_Text excerpt_

Excircle and circumcircle $$ \triangle ABC$$
$k(O; R)$ circumscribed, $P$ is the midpoint of arc $AB$
$O_1$ is the centre of the excircle of $\triangle ABC$, touching the side AB.
Show that $PA = PB = PO_1$.

I tried to prove that $\triangle APO_1$ (or $\triangle BPO_1$) is isosceles, but I can't figure it out. I will be very grateful if you help me.

 A: Let I, J be the in-center and ex-center respectively.

Note that C, I, P are collinear and C, I, J are also collinear. Then, CIPJ are on the same straight line.
"$\angle AIP = ... = \angle ABJ$" implies AIBJ is cyclic.

_Material shown_

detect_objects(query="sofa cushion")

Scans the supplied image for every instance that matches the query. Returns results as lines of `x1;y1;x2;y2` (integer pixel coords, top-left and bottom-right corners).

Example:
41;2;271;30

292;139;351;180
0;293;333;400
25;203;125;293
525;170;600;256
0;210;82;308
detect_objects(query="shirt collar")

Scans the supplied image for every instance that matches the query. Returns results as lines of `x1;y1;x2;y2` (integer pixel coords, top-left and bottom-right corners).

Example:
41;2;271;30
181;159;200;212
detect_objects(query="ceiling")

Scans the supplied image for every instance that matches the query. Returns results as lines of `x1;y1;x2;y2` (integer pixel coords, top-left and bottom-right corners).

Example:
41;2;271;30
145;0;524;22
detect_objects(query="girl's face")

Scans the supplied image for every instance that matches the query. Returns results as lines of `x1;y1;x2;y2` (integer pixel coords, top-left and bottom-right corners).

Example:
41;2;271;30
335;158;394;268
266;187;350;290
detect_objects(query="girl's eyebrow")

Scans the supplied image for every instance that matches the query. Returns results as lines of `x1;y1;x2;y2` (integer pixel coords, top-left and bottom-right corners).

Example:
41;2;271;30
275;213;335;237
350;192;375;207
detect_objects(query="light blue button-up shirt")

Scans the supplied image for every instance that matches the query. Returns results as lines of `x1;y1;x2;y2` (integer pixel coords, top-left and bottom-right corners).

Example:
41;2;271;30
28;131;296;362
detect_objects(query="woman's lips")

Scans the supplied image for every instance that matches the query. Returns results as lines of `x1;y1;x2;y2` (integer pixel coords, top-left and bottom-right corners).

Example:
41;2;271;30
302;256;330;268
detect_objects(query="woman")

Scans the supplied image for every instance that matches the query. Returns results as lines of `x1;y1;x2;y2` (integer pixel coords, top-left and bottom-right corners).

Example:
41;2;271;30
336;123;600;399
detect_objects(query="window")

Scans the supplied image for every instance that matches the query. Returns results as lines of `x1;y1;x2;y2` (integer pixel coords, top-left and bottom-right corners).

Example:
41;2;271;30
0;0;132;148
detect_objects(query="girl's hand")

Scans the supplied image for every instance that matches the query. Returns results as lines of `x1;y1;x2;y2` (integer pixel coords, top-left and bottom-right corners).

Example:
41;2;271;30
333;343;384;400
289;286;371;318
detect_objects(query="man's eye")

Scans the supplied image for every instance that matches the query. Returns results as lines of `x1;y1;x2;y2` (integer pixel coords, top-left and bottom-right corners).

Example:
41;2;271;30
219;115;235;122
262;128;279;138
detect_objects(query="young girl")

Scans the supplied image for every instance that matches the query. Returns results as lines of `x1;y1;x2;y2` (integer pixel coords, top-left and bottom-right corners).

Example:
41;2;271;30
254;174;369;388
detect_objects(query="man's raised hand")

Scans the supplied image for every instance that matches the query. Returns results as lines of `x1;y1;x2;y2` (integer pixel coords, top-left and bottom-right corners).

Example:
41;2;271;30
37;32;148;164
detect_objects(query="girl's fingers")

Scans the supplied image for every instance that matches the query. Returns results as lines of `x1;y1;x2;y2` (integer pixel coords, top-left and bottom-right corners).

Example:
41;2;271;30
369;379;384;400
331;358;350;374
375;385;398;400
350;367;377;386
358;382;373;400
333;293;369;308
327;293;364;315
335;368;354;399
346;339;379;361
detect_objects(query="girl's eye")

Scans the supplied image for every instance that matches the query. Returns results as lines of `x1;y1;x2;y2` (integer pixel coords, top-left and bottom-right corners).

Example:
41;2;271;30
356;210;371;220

_To be done_
- a) From the excircle and circumcircle thread, translate this sentence into French: "Note that C, I, P are collinear and C, I, J are also collinear."
- b) Continue the excircle and circumcircle thread from its last sentence, carrying the proof toward the conclusion that $PA = PB = PO_1$.

_Answers for the tasks_
- a) Notez que C, I, P sont alignés et que C, I, J sont également alignés.

- b)
"$IB \bot JB$" implies IPJ is the diameter of the circle AIBJ.
The perpendicular bisector of chord AB cuts CPJ at P. This means P is the center of AIBJ.
A: Solving this can be divided into 2 stages:


*

*Show that $P$ lies on $CO_1$. 

*Angle chasing
For the first stage, connect $CO_1$, name the intersection of $CO_1$ and arc $AB$ be $P'$. Apparently, $CO_1$ is the bisector of $∠MCN$, so $∠ACP'=∠P'CB$. Also, since $∠ACP=∠PCB$, we can deduce that $P'$ overlaps with $P$. So $P$ is on $CO_1$, and $PA=PB$.
For the second stage, start from $∠MAP=∠CBP$. With $∠MAO_1=∠QAO_1$, $∠PAB=∠PBA$, we can rewrite the equality to $∠QAO_1+∠PAO_1=∠CBA+∠PAB$, which can be reduced to $2∠PAO_1=∠CBA$. And since $∠CBA=∠CPA$, we can then deduce $∠CPA=2∠PAO_1$, which is the same as saying $∠PAO_1=∠PO_1A$. Therefore $PA=PO_1$.
Hence $PA=PB=PO_1$ is shown.